Only the lines from the one containing "of the green" through the last line of the data are to be written out, exactly and in full.

Top of Provided data

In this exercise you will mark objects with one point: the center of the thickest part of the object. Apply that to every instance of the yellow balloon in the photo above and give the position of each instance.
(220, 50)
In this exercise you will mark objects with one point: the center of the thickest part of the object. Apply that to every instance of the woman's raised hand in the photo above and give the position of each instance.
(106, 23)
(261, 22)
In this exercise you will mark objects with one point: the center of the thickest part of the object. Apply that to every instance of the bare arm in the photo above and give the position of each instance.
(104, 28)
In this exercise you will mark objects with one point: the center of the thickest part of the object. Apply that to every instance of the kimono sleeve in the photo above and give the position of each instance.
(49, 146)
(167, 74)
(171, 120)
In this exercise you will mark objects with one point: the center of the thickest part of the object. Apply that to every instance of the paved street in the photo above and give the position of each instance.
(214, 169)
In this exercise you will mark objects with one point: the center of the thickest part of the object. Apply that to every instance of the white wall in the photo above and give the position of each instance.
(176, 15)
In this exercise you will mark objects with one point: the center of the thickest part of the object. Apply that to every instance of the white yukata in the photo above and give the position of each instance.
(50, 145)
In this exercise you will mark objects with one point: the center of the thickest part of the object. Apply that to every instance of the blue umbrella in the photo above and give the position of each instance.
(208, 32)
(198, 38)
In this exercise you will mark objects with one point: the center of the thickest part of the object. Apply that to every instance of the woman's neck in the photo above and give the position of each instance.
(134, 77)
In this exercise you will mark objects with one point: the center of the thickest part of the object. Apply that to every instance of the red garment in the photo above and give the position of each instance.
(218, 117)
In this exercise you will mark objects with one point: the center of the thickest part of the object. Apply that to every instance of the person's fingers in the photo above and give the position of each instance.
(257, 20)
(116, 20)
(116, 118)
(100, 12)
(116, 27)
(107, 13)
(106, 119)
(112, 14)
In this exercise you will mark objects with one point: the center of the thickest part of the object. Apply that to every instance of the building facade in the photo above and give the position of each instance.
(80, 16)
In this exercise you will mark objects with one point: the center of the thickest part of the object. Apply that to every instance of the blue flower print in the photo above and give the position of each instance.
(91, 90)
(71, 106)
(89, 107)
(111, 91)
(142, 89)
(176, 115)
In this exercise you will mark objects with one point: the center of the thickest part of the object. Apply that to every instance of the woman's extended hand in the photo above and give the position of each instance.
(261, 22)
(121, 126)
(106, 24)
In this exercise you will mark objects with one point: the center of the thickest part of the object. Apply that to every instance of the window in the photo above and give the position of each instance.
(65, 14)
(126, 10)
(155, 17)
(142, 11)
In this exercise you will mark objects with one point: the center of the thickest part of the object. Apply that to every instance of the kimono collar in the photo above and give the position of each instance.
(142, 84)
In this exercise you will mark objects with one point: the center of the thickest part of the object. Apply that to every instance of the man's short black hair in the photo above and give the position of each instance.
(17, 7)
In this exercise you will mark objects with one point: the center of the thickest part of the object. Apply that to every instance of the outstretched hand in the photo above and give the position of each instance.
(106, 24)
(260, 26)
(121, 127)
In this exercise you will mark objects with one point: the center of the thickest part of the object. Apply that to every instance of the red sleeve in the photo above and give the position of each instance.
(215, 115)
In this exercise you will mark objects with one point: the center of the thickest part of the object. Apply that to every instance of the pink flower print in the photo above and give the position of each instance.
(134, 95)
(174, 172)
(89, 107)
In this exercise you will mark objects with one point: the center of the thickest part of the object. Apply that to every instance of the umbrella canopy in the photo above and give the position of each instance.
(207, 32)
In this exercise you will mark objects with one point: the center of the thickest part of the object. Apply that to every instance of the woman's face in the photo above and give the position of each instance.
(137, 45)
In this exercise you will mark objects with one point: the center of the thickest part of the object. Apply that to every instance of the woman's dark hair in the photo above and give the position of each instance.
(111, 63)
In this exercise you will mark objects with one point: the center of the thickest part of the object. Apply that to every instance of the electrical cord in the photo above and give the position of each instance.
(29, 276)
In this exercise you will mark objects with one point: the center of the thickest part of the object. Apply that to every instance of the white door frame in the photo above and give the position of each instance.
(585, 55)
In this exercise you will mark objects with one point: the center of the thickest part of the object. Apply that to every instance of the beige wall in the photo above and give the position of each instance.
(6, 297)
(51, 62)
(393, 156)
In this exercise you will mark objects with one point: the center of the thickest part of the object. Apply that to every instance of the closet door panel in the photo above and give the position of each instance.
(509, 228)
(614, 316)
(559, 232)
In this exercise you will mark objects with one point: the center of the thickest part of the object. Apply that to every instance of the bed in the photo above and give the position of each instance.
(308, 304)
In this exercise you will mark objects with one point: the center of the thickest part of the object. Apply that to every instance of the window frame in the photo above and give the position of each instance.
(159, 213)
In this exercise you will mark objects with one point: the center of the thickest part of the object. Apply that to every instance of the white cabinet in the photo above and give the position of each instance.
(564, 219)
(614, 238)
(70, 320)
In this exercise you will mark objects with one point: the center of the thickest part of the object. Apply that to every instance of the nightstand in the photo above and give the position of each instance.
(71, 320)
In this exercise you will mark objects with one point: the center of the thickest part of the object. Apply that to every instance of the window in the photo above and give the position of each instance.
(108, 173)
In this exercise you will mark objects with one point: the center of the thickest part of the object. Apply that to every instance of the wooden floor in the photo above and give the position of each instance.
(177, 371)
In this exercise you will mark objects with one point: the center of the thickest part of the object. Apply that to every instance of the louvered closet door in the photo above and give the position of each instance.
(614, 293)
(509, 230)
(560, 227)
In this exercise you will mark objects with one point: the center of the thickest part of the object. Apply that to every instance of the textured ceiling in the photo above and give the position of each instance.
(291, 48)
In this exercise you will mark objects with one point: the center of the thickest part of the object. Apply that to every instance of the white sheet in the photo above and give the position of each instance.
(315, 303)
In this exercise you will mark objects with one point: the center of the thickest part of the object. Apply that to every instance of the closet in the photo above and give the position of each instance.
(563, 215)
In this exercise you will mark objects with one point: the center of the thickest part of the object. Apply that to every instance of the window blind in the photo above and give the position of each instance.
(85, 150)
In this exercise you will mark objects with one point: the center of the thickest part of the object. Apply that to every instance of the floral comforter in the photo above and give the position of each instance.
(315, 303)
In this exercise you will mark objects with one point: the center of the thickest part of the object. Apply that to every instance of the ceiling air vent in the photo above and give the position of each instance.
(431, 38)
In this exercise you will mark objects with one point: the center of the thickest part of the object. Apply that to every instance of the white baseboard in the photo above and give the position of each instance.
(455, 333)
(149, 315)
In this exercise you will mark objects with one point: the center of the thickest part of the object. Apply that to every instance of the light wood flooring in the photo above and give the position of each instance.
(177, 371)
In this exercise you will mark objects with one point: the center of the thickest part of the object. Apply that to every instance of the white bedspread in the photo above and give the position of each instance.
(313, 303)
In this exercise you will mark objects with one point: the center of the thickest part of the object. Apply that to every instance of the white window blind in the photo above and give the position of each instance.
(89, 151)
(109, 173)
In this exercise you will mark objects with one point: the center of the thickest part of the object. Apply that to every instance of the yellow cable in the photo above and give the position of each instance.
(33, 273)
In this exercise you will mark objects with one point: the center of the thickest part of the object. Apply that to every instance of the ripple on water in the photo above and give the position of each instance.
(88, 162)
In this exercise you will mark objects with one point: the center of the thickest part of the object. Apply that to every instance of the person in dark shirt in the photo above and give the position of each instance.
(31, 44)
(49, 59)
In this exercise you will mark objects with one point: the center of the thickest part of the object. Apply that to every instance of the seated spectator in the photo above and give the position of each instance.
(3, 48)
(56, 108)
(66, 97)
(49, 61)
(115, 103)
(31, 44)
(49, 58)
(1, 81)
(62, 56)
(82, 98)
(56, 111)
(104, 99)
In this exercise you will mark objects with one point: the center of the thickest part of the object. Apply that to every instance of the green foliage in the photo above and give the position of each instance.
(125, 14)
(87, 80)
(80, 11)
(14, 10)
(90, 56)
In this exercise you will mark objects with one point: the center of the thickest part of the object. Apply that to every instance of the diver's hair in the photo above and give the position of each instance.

Bottom of Provided data

_Exercise solution_.
In this exercise you will mark objects with one point: the center of the thickest part of the object. Apply that to every instance of the green foliage in the photo above and give the position of each instance.
(125, 14)
(87, 80)
(80, 11)
(14, 10)
(90, 56)
In this exercise you will mark objects with one point: the center of the thickest part of the object. Apply that to every instance of the diver's hair in the photo above and give the position of each instance.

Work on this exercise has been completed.